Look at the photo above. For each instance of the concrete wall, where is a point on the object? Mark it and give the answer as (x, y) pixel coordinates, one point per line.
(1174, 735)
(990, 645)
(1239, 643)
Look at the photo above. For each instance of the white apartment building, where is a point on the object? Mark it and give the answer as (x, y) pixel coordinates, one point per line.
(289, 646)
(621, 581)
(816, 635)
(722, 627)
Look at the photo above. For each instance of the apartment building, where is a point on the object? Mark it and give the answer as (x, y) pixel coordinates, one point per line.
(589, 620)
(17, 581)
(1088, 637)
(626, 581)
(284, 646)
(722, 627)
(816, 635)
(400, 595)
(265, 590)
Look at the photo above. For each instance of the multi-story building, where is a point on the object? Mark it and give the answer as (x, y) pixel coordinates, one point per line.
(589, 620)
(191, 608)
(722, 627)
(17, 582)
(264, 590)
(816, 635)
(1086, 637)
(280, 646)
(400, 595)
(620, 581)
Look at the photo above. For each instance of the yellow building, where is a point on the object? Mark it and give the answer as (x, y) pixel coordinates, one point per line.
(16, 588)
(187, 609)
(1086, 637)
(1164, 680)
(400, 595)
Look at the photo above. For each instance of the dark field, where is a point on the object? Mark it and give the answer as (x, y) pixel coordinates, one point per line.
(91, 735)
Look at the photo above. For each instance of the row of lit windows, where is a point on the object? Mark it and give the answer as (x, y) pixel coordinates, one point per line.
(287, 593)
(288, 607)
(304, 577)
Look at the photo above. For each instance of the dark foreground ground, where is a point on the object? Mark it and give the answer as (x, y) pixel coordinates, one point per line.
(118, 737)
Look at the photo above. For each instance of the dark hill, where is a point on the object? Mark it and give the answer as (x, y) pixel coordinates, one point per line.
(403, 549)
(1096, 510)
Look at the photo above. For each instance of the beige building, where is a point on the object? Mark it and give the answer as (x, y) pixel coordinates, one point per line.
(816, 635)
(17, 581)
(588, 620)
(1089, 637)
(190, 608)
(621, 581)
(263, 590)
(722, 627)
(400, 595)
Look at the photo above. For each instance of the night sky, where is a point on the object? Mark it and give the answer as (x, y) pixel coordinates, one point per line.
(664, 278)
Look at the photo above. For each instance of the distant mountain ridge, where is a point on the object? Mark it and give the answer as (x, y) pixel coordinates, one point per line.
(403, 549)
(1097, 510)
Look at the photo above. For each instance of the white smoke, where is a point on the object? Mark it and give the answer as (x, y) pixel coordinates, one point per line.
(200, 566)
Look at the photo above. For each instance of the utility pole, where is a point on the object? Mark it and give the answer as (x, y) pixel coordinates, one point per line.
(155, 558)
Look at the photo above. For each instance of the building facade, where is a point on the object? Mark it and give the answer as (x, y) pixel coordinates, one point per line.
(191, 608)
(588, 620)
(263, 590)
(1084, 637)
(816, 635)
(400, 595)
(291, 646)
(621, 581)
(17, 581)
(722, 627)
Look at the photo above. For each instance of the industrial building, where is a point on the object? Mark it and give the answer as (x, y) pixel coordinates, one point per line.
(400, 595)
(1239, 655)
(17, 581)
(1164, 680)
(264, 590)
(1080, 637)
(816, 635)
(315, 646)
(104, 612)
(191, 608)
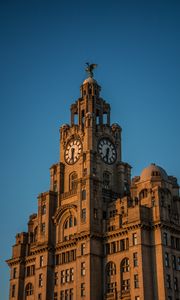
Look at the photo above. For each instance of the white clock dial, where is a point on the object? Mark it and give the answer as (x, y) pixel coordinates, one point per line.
(73, 151)
(107, 151)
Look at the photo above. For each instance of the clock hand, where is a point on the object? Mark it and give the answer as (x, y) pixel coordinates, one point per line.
(72, 153)
(107, 154)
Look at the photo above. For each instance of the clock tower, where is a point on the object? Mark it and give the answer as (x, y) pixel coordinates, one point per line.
(97, 234)
(89, 176)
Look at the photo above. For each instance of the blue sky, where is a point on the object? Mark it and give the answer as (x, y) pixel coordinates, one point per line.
(44, 46)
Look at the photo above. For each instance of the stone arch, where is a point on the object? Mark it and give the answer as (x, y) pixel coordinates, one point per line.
(66, 220)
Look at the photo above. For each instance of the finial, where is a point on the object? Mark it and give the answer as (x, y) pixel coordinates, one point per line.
(89, 69)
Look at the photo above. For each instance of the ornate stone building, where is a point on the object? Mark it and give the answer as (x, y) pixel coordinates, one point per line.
(98, 234)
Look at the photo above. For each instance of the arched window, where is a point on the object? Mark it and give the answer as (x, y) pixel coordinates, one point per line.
(35, 234)
(111, 269)
(73, 181)
(125, 265)
(106, 180)
(143, 194)
(71, 221)
(125, 278)
(29, 289)
(110, 277)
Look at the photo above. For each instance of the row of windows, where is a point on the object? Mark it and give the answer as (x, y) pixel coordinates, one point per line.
(30, 270)
(124, 266)
(70, 222)
(125, 285)
(172, 259)
(169, 282)
(120, 245)
(66, 276)
(65, 295)
(117, 246)
(68, 294)
(65, 257)
(174, 241)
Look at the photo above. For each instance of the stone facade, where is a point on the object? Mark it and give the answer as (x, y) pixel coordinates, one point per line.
(97, 233)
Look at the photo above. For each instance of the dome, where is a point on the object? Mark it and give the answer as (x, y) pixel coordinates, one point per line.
(153, 170)
(90, 80)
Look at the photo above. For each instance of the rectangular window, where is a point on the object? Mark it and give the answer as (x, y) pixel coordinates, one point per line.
(135, 259)
(168, 281)
(175, 284)
(62, 295)
(56, 278)
(82, 248)
(174, 262)
(134, 237)
(40, 280)
(166, 259)
(113, 247)
(43, 228)
(67, 275)
(57, 259)
(83, 214)
(30, 270)
(111, 287)
(43, 210)
(95, 213)
(172, 242)
(82, 289)
(66, 294)
(83, 194)
(62, 276)
(136, 281)
(71, 274)
(13, 293)
(126, 285)
(14, 273)
(83, 269)
(165, 238)
(41, 261)
(122, 245)
(107, 249)
(71, 294)
(177, 243)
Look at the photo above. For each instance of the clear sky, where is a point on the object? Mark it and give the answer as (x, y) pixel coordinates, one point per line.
(44, 46)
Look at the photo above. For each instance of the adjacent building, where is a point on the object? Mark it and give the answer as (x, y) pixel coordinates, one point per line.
(98, 234)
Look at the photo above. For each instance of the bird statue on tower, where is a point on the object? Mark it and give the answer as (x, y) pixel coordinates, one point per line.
(89, 69)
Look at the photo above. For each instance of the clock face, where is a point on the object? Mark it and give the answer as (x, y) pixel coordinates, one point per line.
(73, 151)
(107, 151)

· · ·

▶ **WHAT IS NEEDED**
Reproduce every one of the lines above word for word, leaving out the pictures.

▶ **TASK RESULT**
Look at the photo above. For each instance of the concrete wall, where is a point on the object? Mark it and give the answer as (x, y) pixel coordinates, one point per line.
(1174, 735)
(990, 645)
(1239, 643)
Look at the photo above. For each instance of the white apartment building, where is a point on the object? Mark it and give the answer as (x, y) pixel coordinates, one point per line.
(289, 646)
(621, 581)
(816, 635)
(722, 627)
Look at the photo above. For each instance of the apartment building, where is a point on the object? Mark it and give the answer as (x, y) pixel coordinates, one point per line.
(589, 620)
(17, 581)
(1088, 637)
(626, 581)
(284, 646)
(722, 627)
(816, 635)
(400, 595)
(265, 590)
Look at the photo above. For each instance of the multi-story building, where is a point on the object? Mark it and give the answer as (x, y) pixel coordinates, one point per line.
(589, 620)
(191, 608)
(722, 627)
(17, 582)
(264, 590)
(816, 635)
(1086, 637)
(280, 646)
(400, 595)
(620, 581)
Look at the photo above. For each instance of the yellow building, where is a point on the object? Mark it and give the answer as (x, y) pixel coordinates, one point per line.
(16, 588)
(187, 609)
(1086, 637)
(1164, 680)
(400, 595)
Look at the photo above. For each instance of the dark field, where is a point on the object? Mark it and give the answer as (x, y) pixel coordinates, one point per line.
(91, 735)
Look at the photo above. For each instance of the row of lit windows, where is a point on the object? Mark it and give the answer as (x, y) pixel coordinates, one point per line.
(287, 593)
(288, 607)
(304, 577)
Look at the photo above. For each instance of the dark foreground ground, where is a point on the object? Mark it and give the answer as (x, y) pixel coordinates, one point per line.
(118, 737)
Look at the photo above. For each instance of the dark hill, where is a point on the object? Mark it and give the answer as (x, y) pixel coordinates, one point per line.
(403, 549)
(1096, 510)
Look at the photo above. For each instance of the beige building, where is a point on the object? Mark it and give the answer as (x, y) pixel coordinates, one point per line.
(816, 635)
(17, 581)
(588, 620)
(1089, 637)
(190, 608)
(621, 581)
(263, 590)
(722, 627)
(400, 595)
Look at the photo above. For each instance of the night sky, where is a point on the object? Mark it and give the answer as (x, y) pixel coordinates, one point per line.
(664, 278)
Look at the photo above. For each instance of the distant mountain ridge, where is a point on the object? Mark it and give the answer as (x, y) pixel coordinates, one point per line.
(403, 549)
(1097, 510)
Look at the photo above. For each instance of the white smoke, where is a point on the object? Mark it and give the answer as (x, y) pixel coordinates, one point per line.
(200, 566)
Look at the photo above. For each instance of the utility pole, where is a point on the object? Mark it and give the answer as (x, y) pixel coordinates, one point per line.
(155, 558)
Look at the photo above. For each instance of the building facade, where is a point on the object? Mark it and give the answer as (x, y) pixel coordinates, one point per line.
(191, 608)
(588, 620)
(263, 590)
(1084, 637)
(816, 635)
(400, 595)
(291, 646)
(621, 581)
(17, 581)
(722, 627)
Look at the photo above. For each instance of the industrial building, where is a point on the object? Mark it and give the answer as (x, y) pixel coordinates, one point per line.
(400, 595)
(1239, 655)
(17, 581)
(1164, 680)
(264, 590)
(1080, 637)
(816, 635)
(315, 646)
(104, 612)
(191, 608)
Look at the photo above. For each instance of the white clock dial, where is a point on the object? Mark it and give the answer as (x, y) pixel coordinates, one point per line.
(73, 151)
(107, 151)
Look at the photo above. For each instance of the clock hand, where is a point on the object? Mark it and give the answer as (x, y) pixel coordinates, one point per line.
(72, 153)
(107, 154)
Look at the photo above. For each instance of the clock tower, where is a point on the object? Mark it and give the answer as (x, y) pixel coordinates, one point per line.
(97, 234)
(89, 176)
Look at the photo above. For each instance of the blue sky, where is a point on the object? Mark it and give the answer as (x, y) pixel coordinates, one point per line.
(44, 46)
Look at the photo above. For each instance of the stone arch, where is a point on the object? Mark it and give the answer as (x, y) pixel coordinates, one point per line.
(66, 220)
Look at the photo above. For each instance of the finial, where is a point on the object? Mark it and give the answer as (x, y) pixel coordinates, one point per line.
(89, 69)
Look at the photo above. For each instance of the ornate stone building, where is a point on the object? Mark it and give the answer as (x, y) pixel coordinates, one point per line.
(98, 234)
Look at the photo above. For each instance of the arched window, where is a point on the object? Mark it and give the answer as (x, y) pixel coordinates, one point per line.
(35, 234)
(111, 269)
(73, 181)
(125, 265)
(106, 180)
(143, 194)
(71, 221)
(125, 278)
(29, 289)
(110, 277)
Look at the photo above. For each instance of the row of windows, where is a point on the object? Mark it and give the answer as (x, y) pixel coordinates, one point per line.
(30, 270)
(124, 266)
(70, 222)
(125, 285)
(172, 259)
(169, 282)
(120, 245)
(66, 276)
(65, 295)
(117, 246)
(68, 294)
(65, 257)
(174, 241)
Look at the photo above. For each instance of the stone facade, where is a point on the object? Mark it and give the answer as (x, y) pixel coordinates, one point per line.
(97, 233)
Look at the photo above. For each instance of the dome, where is a point on the object? Mark it and give the answer as (x, y) pixel coordinates, one point per line.
(153, 170)
(90, 80)
Look at the photo above. For each instance of the rectangular window, where is a point on the object? Mark it and give the answer as (x, y) pixel coordinates, one point per line.
(135, 259)
(168, 281)
(175, 284)
(62, 295)
(56, 278)
(82, 248)
(174, 262)
(134, 237)
(40, 280)
(166, 259)
(113, 247)
(43, 228)
(67, 275)
(57, 259)
(83, 214)
(30, 270)
(111, 287)
(43, 210)
(95, 213)
(172, 242)
(82, 289)
(66, 294)
(83, 194)
(62, 276)
(136, 281)
(71, 274)
(13, 293)
(126, 285)
(14, 273)
(83, 269)
(165, 238)
(41, 261)
(122, 245)
(107, 249)
(71, 294)
(177, 243)
Look at the photo above. For each instance of the clear sky, where is a point on the object? Mark it and give the answer as (x, y) pixel coordinates, one point per line.
(44, 46)
Look at the photo above. For each instance of the adjacent building, where is a point on the object? Mark it and give the answer as (x, y) pixel coordinates, one point per line.
(98, 234)
Look at the photo above. For each instance of the bird statue on tower, where is a point on the object? Mark it and give the answer as (x, y) pixel coordinates, one point per line.
(89, 69)
Look at the photo above. For each instance of the clock face, where is a point on the object? Mark it and give the answer as (x, y) pixel coordinates, one point per line.
(73, 151)
(107, 151)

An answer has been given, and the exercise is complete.